-- start of INPUT --
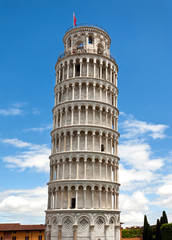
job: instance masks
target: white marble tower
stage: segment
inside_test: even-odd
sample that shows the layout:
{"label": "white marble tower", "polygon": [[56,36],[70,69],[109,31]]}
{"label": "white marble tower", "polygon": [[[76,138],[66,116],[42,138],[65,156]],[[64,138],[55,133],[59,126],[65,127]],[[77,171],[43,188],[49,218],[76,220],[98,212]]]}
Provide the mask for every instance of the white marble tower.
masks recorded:
{"label": "white marble tower", "polygon": [[100,27],[77,26],[57,60],[48,240],[120,240],[118,66]]}

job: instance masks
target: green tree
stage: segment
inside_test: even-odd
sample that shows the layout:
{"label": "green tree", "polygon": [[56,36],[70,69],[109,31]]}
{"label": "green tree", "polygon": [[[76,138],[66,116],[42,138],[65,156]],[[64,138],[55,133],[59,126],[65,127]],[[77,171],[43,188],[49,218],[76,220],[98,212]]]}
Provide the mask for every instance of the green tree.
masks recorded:
{"label": "green tree", "polygon": [[151,229],[146,215],[144,216],[143,240],[152,240]]}
{"label": "green tree", "polygon": [[159,219],[157,219],[155,240],[161,240],[162,239],[160,227],[161,227],[160,221],[159,221]]}
{"label": "green tree", "polygon": [[161,234],[163,240],[171,240],[172,239],[172,223],[165,223],[161,226]]}
{"label": "green tree", "polygon": [[162,218],[163,218],[163,224],[168,223],[168,218],[167,218],[167,214],[165,211],[162,212]]}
-- end of INPUT --
PROBLEM TO WORK ON => Return each line of the data above that contains the word "instance".

EXERCISE RESPONSE =>
job: instance masks
Provide the mask for every instance of the white marble tower.
job: instance masks
Provide the mask for every instance of the green tree.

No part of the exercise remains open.